Material to process —
▼
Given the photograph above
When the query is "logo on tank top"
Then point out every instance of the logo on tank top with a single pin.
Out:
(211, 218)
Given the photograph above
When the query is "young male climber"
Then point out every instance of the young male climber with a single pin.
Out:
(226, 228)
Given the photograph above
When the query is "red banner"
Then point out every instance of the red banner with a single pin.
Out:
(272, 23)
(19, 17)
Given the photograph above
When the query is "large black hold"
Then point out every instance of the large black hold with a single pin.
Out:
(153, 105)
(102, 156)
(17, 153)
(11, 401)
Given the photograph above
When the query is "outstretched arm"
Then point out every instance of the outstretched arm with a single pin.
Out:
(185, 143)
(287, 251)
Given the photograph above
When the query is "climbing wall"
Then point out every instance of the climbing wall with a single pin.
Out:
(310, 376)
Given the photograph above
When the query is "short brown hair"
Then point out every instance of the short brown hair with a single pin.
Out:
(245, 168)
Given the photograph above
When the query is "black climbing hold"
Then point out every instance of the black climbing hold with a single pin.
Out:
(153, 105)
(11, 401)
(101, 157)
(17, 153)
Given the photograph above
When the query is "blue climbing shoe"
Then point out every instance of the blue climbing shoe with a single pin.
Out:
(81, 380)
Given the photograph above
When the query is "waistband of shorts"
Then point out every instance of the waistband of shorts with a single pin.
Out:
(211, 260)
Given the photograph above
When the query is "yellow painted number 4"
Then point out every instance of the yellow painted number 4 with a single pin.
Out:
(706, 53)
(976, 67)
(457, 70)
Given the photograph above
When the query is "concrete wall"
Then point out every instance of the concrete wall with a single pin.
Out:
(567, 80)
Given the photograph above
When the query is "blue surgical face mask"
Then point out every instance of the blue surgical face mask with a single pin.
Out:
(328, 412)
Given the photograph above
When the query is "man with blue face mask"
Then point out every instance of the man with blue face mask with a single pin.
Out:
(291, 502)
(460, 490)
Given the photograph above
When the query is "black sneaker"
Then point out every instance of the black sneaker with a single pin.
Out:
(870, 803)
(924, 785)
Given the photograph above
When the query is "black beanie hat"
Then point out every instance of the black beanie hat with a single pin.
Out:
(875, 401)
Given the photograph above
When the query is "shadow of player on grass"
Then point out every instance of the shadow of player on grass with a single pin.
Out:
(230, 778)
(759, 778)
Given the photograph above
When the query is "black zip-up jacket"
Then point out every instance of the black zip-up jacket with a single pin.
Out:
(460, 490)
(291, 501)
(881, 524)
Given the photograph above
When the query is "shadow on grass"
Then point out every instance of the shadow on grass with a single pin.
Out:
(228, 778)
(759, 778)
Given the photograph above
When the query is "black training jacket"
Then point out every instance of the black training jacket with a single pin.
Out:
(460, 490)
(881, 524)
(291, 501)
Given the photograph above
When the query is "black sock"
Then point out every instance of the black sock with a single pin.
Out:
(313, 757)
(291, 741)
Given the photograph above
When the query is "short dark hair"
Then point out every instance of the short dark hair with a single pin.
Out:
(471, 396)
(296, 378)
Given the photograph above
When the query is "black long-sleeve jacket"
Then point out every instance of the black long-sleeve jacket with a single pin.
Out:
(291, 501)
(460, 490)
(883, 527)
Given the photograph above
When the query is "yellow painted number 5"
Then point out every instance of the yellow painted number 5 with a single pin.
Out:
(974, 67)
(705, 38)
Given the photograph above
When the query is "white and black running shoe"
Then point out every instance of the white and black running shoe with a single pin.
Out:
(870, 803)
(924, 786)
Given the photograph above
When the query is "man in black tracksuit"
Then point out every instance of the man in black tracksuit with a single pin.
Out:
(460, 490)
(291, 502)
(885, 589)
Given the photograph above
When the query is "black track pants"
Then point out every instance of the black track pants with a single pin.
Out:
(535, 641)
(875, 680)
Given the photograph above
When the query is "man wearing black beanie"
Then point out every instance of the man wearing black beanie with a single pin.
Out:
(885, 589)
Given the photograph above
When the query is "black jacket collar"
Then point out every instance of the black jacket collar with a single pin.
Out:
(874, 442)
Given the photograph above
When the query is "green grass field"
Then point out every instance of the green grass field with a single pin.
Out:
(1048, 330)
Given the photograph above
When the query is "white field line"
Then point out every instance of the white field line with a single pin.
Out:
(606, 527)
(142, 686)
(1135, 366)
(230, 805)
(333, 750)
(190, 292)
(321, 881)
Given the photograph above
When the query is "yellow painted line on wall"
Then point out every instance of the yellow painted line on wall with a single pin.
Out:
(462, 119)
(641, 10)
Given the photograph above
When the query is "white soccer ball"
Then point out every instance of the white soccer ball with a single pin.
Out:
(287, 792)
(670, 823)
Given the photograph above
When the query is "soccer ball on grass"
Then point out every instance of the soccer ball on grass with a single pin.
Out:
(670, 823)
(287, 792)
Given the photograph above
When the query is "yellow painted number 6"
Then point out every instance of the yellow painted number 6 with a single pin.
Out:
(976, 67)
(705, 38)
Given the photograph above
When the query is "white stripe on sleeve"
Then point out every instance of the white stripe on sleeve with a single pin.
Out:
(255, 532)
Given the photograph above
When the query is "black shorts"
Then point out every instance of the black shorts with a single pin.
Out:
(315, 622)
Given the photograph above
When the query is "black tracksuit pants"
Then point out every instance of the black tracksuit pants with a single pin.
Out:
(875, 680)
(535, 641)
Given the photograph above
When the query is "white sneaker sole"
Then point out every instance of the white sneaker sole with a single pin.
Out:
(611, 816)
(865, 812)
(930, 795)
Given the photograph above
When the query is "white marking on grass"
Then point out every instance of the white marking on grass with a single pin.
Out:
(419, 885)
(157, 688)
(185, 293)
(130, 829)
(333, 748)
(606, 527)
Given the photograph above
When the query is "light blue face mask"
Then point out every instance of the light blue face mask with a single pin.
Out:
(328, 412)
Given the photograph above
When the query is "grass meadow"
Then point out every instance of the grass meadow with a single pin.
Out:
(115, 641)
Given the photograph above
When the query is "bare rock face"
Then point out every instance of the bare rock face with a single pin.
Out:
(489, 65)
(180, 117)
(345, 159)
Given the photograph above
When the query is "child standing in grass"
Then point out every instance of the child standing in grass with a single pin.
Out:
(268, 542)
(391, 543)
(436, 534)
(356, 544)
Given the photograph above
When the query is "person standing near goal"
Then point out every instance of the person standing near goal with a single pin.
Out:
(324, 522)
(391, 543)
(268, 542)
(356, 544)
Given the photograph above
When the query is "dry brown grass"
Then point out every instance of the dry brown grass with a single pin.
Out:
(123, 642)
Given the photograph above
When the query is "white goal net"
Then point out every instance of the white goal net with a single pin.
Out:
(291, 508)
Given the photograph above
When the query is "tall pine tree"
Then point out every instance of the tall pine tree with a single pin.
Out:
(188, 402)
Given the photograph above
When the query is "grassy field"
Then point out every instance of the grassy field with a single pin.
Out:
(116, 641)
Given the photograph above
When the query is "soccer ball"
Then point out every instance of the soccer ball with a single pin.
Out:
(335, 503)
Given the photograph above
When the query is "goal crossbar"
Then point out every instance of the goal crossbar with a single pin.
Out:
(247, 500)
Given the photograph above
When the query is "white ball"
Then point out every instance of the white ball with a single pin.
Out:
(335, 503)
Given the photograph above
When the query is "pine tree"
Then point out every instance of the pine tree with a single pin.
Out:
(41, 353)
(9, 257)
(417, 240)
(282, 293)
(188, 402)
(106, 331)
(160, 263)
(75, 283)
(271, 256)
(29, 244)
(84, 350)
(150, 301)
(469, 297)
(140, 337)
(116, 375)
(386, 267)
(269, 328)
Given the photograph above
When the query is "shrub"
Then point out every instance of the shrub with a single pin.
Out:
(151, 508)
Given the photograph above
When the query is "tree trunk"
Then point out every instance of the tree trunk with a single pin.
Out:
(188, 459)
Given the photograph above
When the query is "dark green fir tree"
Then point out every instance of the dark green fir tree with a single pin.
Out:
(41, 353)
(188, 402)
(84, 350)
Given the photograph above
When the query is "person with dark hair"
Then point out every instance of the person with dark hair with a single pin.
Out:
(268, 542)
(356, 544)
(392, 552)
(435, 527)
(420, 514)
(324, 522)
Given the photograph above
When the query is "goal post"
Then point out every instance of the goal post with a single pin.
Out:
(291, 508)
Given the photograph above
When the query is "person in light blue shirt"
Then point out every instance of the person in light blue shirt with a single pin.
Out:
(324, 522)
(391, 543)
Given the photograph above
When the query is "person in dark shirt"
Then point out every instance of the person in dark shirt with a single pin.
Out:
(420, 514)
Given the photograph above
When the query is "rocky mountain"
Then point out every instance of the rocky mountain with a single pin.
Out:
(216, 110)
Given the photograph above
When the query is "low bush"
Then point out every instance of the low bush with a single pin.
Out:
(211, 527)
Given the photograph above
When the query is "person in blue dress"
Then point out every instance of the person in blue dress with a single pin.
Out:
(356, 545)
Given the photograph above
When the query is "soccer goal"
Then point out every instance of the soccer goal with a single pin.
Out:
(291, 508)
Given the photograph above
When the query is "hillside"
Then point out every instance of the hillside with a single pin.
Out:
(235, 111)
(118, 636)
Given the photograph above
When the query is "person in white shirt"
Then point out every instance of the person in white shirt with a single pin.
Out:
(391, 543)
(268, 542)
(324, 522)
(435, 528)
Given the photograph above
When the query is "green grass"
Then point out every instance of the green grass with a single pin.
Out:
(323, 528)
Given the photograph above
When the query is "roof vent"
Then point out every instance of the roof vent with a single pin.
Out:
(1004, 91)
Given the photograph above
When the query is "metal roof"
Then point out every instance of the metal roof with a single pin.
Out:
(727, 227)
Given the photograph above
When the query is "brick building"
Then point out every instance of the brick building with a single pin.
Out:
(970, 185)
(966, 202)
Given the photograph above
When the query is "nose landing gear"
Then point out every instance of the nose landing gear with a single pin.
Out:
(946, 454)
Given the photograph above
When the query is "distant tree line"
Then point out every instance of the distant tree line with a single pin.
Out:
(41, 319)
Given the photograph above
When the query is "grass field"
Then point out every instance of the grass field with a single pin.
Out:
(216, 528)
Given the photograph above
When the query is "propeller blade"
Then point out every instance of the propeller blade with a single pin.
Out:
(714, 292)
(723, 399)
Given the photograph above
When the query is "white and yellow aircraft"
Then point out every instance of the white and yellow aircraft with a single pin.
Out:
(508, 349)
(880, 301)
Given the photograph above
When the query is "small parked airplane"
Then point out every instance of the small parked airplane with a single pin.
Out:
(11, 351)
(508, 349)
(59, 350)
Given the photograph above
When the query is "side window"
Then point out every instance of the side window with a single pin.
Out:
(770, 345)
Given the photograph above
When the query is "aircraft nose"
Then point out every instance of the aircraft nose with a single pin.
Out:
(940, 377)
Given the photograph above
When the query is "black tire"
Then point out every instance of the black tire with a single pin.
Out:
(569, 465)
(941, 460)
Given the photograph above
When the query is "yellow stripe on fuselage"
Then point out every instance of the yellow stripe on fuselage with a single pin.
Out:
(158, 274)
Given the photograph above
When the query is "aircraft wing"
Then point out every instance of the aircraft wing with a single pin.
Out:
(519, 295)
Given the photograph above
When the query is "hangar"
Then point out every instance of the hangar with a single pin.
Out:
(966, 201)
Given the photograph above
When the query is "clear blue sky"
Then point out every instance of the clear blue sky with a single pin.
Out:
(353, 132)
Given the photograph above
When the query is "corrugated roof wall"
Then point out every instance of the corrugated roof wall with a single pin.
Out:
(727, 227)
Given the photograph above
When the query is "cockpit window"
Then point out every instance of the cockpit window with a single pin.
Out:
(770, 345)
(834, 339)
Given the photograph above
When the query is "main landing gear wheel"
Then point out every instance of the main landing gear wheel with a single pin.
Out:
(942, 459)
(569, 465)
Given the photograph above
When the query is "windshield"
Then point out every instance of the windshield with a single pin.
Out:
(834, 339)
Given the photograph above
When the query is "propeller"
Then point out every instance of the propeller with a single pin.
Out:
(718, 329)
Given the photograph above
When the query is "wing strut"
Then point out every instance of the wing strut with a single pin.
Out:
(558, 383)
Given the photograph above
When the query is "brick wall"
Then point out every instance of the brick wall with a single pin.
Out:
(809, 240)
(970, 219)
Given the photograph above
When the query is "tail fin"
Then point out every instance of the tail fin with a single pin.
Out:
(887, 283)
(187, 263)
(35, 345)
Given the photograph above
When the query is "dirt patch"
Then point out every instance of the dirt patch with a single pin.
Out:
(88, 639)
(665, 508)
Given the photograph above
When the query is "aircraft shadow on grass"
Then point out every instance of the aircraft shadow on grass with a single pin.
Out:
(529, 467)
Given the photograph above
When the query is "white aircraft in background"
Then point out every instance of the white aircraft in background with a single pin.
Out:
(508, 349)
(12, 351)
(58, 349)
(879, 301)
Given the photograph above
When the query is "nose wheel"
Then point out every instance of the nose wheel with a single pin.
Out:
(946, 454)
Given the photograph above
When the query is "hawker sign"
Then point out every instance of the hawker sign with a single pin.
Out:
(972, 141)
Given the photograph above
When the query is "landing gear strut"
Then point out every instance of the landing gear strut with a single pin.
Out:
▲
Given instruction — How many lines in the records contain the string "long"? Reply with the number alone.

Task answer — 2